**WHAT TO PRODUCE**
Beginning at the line that contains "Objective — one point per instance of the blue t-shirt", reproduce every line to the end of the material without changing any of them.

__________

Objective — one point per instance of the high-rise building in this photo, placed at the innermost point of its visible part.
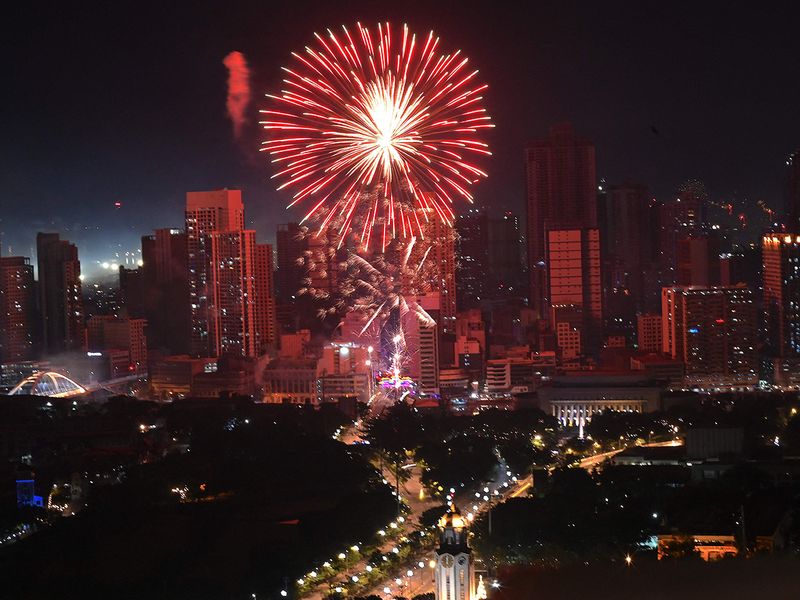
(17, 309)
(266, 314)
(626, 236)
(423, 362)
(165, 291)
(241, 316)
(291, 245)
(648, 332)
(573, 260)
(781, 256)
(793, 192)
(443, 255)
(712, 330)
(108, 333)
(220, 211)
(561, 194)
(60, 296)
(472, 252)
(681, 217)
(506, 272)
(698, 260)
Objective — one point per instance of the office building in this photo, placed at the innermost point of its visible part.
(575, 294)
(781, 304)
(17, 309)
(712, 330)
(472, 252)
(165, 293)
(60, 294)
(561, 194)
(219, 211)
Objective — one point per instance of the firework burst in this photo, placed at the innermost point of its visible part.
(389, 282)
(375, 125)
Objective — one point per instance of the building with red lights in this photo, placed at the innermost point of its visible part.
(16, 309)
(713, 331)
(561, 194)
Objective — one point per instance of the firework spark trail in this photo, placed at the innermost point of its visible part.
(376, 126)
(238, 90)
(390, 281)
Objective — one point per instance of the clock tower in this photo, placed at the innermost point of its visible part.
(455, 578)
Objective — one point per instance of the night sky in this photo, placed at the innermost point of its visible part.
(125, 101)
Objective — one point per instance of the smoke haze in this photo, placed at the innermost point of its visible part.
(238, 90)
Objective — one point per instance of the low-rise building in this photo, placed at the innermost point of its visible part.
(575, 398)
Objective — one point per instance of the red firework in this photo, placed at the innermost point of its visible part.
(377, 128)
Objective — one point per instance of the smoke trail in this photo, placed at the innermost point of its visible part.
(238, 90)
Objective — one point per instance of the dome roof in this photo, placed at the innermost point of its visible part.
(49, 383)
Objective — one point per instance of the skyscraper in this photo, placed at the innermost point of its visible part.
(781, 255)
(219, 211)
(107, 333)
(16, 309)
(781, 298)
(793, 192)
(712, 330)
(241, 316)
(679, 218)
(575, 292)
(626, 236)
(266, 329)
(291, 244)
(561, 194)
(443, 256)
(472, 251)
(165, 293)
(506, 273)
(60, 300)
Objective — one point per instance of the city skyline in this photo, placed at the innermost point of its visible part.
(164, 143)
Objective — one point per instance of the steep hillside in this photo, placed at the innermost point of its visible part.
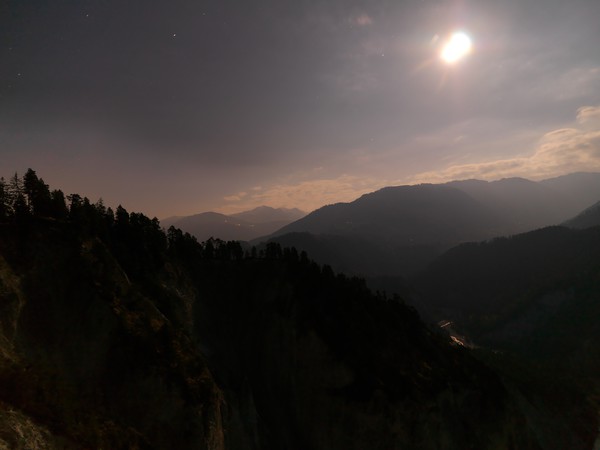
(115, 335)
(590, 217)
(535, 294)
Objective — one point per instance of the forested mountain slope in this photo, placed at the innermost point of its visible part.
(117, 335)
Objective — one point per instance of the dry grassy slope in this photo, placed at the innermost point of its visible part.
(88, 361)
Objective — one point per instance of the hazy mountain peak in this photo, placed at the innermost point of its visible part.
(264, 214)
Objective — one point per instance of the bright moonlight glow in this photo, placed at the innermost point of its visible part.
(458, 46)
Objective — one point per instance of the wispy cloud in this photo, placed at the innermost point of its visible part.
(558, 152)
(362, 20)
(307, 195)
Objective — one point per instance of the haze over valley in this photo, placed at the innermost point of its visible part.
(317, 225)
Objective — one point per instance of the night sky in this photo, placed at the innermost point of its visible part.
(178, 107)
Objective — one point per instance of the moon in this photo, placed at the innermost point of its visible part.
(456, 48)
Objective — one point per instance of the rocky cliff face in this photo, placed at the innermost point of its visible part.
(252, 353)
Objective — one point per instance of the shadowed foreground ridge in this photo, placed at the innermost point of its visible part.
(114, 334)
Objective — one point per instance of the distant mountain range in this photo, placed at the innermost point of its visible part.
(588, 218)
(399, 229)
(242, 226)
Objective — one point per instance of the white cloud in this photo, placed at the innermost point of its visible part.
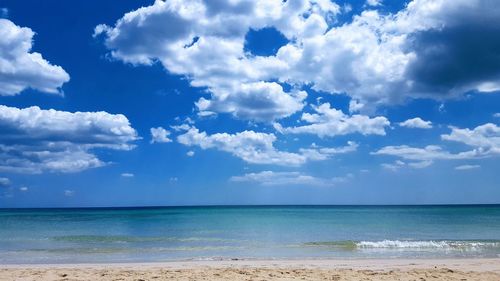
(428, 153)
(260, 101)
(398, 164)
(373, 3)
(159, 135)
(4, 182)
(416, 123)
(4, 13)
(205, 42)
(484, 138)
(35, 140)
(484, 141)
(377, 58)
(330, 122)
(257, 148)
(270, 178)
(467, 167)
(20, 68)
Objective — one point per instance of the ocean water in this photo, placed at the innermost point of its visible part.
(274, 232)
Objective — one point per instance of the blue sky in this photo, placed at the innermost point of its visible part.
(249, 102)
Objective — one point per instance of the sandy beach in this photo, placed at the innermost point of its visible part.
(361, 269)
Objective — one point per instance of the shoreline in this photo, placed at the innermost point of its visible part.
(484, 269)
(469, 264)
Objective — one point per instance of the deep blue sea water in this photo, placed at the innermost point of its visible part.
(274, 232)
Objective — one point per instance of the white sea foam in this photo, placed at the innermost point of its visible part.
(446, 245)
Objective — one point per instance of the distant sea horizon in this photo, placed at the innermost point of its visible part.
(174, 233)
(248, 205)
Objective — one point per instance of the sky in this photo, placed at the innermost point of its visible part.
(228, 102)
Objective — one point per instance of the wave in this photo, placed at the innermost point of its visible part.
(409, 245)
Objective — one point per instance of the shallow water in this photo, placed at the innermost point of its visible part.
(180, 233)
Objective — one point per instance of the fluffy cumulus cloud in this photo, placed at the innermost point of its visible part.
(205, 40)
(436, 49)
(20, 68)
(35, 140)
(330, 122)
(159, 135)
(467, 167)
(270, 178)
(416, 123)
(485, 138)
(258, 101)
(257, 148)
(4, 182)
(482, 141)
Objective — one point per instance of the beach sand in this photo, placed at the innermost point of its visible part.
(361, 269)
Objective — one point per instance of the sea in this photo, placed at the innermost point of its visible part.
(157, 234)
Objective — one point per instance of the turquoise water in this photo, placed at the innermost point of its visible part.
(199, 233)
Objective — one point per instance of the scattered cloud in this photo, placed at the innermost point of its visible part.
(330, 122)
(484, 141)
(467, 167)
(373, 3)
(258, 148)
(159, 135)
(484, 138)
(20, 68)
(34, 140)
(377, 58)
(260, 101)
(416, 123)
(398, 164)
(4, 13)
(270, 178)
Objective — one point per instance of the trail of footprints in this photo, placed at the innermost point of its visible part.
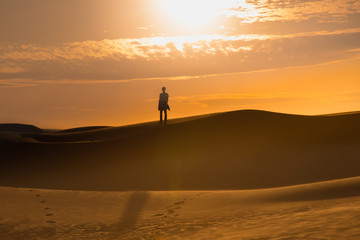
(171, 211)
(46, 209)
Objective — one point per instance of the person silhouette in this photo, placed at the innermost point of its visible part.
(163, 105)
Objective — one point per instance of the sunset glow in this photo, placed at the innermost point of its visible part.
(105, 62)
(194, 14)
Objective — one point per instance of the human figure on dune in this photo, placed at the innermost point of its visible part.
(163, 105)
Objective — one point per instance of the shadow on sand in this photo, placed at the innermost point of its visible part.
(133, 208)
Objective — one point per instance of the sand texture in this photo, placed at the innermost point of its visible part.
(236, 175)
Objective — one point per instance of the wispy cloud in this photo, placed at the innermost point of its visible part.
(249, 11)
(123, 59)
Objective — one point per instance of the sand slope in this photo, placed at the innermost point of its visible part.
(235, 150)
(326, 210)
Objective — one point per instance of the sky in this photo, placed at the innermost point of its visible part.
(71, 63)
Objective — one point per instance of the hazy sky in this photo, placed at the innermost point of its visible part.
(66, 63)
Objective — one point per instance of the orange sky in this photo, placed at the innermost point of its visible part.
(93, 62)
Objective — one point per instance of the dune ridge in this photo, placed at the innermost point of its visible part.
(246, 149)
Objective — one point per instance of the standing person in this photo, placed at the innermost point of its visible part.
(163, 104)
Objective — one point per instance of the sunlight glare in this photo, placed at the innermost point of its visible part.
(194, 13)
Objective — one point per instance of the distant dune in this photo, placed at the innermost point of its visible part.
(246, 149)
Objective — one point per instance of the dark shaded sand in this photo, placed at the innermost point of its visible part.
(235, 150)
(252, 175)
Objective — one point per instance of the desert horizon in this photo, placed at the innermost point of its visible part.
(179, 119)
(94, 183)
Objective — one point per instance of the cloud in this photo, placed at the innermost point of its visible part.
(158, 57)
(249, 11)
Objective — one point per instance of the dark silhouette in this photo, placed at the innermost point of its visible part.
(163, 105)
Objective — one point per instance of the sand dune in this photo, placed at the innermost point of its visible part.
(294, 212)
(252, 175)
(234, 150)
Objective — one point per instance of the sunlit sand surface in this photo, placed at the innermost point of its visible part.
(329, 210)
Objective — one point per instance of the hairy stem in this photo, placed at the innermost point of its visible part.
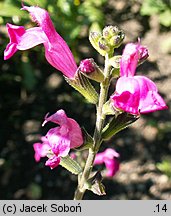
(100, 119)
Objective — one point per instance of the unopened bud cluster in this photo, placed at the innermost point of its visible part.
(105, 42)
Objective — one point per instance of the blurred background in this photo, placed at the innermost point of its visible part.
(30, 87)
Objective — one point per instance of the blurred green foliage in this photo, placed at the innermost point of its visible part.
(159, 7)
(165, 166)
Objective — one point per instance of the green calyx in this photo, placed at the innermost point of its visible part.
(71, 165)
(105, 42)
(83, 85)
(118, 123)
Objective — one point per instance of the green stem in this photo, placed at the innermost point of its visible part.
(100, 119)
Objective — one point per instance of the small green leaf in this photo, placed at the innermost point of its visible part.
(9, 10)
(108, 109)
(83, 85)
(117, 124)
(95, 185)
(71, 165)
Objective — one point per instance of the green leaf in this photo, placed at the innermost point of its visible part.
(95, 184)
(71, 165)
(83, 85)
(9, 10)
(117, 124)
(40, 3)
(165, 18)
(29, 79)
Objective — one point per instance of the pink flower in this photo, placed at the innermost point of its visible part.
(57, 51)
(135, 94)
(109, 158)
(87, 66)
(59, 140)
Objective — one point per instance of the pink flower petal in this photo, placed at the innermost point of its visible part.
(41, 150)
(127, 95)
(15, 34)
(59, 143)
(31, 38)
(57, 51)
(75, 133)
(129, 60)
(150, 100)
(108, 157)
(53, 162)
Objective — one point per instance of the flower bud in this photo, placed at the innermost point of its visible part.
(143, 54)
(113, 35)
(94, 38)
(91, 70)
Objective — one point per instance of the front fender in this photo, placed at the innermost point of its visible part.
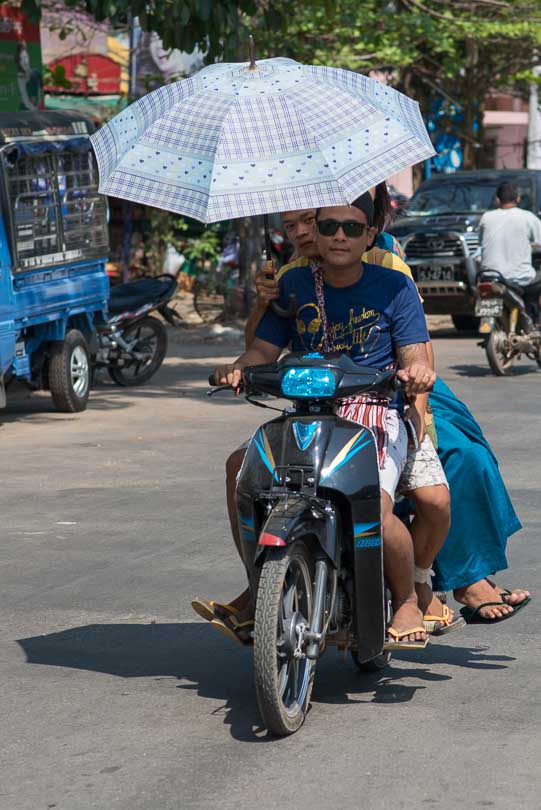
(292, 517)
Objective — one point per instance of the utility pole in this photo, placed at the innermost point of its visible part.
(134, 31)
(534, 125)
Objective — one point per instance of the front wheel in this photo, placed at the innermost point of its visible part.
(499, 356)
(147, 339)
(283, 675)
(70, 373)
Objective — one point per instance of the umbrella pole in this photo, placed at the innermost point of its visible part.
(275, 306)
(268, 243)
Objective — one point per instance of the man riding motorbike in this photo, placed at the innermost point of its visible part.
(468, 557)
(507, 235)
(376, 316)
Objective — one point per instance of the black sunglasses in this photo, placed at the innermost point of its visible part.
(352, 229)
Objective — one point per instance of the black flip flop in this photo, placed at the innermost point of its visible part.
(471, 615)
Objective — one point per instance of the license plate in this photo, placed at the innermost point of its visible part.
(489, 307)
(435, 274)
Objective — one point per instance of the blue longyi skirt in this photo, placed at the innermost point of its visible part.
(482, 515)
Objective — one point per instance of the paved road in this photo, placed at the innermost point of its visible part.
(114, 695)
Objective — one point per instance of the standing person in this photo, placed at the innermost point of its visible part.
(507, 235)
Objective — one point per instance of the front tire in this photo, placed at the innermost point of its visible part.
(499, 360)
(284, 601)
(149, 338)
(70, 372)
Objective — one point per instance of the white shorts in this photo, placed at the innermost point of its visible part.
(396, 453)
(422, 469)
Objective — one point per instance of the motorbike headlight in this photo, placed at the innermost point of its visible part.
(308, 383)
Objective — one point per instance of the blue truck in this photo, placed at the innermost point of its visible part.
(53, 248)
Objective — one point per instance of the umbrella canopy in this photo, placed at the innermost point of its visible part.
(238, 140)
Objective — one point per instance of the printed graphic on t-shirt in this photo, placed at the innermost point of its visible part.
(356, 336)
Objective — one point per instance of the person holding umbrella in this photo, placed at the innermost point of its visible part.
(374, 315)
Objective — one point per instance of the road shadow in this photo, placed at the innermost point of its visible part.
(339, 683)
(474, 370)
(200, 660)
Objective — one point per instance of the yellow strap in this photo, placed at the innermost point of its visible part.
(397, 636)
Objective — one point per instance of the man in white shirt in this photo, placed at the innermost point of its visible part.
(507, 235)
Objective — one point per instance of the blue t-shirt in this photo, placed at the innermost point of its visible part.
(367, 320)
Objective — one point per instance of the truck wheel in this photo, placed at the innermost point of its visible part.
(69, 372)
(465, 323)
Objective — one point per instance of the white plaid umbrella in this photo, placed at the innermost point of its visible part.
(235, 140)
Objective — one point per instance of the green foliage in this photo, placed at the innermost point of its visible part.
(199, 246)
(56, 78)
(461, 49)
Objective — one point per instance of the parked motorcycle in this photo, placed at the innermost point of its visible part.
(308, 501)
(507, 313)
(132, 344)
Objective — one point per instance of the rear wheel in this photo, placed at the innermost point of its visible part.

__________

**EXERCISE ANSWER**
Objective — one point per instance of the blue t-shirt in this photo, placed at the innermost point of its visible part.
(367, 320)
Objective — one point per instance of the truck wheel in this photo, placed at the innermost point of its visible part.
(69, 372)
(465, 323)
Objective — one point per instance of the white plaid umbrella in this photo, placed at the innermost point of its visible part.
(235, 140)
Objective — one point per instance of the green foliage in this photo, placed at the innermost point of its visible part.
(199, 246)
(56, 78)
(461, 49)
Objective — one point per instance of the parked motorcycle in this photo, placed at the innermost point of its visible part.
(308, 501)
(507, 313)
(132, 344)
Objective — one point per instance of the rear wheel in this photo, placed at the innermost point of its visible part.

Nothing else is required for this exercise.